(Records from a data source)
----------------

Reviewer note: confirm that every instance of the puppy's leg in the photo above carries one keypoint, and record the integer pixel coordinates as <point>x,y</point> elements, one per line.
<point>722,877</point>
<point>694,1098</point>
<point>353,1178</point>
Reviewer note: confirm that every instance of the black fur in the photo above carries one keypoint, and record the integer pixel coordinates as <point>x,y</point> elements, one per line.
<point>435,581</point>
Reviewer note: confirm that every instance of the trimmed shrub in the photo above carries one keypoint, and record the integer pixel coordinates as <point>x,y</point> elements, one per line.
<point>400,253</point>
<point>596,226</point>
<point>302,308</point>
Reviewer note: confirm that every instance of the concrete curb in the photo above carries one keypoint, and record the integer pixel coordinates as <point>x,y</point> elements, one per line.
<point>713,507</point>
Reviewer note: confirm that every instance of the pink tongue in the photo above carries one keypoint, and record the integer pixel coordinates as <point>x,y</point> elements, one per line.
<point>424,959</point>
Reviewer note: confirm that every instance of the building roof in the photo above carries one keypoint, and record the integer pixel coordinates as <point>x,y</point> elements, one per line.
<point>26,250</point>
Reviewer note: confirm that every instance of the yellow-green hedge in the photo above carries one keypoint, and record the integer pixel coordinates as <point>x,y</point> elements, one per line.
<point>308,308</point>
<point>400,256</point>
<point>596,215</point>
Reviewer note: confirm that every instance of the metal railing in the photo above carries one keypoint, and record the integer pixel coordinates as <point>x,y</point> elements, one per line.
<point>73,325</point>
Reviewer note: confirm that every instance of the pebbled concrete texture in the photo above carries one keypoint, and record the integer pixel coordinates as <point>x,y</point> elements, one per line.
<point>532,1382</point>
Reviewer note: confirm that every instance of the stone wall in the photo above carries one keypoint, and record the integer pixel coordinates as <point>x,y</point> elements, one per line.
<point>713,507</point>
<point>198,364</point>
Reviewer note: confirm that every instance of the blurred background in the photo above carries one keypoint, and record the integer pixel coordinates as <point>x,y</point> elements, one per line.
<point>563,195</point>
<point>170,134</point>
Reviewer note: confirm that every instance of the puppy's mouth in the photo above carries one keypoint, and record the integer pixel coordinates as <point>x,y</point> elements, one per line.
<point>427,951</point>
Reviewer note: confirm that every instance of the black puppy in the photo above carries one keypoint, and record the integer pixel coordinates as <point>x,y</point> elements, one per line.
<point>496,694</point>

----------------

> [WHAT IS EXPECTED]
The lines above should be duplicated exactly.

> [FINAL ANSWER]
Reviewer note: confirm that every instance of the puppy's leg in the photo above carries one keypoint, and record the integer pixel coordinates as <point>x,y</point> elements, one per line.
<point>722,877</point>
<point>694,1098</point>
<point>353,1178</point>
Reviewer note: confirm that every instance of the black fur in the photo above carries one keypoint, and record the integer pixel coordinates as <point>x,y</point> elements, one per line.
<point>435,581</point>
Reviewer note: confirm that every instance of the trimmed shrub in the photo above carries one keypoint, and record the integer pixel coordinates as <point>x,y</point> elements, one per line.
<point>400,253</point>
<point>596,226</point>
<point>302,308</point>
Reviewer note: confirm that every instance of the concrete curb in the photo above carries one keypoint, and record the integer pixel coordinates as <point>x,y</point> elements, one per line.
<point>713,507</point>
Reviewer note: confirm that every instance of the pink tongue in the photo above carries one keypoint, and record the integer pixel coordinates as <point>x,y</point> elements, one per line.
<point>424,959</point>
Reviewer note: confirm that every instance of the building roof in the photo above carries one keypoint, and record the integer pixel coordinates as <point>x,y</point> elements, one per line.
<point>26,250</point>
Reviewer note: confirm that every instance of the yellow-green hedge in the photo above carries one keypoint, and record the integer pixel coordinates as <point>x,y</point> elements, one per line.
<point>308,308</point>
<point>400,256</point>
<point>596,215</point>
Reviewer note: confirm that every instance of the metal railing in the photo above carries one keypoint, and record the integer pixel coordinates as <point>x,y</point> elements, one per line.
<point>73,325</point>
Reviewer note: confirm that every instance of the pebbled concrete texture in the photo above carries one keypoint, and record the integer pixel coordinates as <point>x,y</point> elements, one per line.
<point>532,1382</point>
Reviewer note: confirm that every instance of the stone wall in the photo above carries one keypoint, and record the integer pixel coordinates as <point>x,y</point> elements, one per line.
<point>713,507</point>
<point>198,364</point>
Reviewer note: confirm that every instance of the blurred background in the photo above carries one keypoint, and record the integer pixel coordinates as <point>x,y</point> elements, one per line.
<point>563,195</point>
<point>170,134</point>
Reviewer note: confirm that every instance of the puppy's mouth in the photo above carries one keypoint, and record the integer pixel coordinates as <point>x,y</point> elements, one per line.
<point>427,951</point>
Reviewer note: confirm that every instance of the black puppy in the photo above carries one keypoint, and record the integer pixel coordinates as <point>x,y</point> elements, one per line.
<point>496,694</point>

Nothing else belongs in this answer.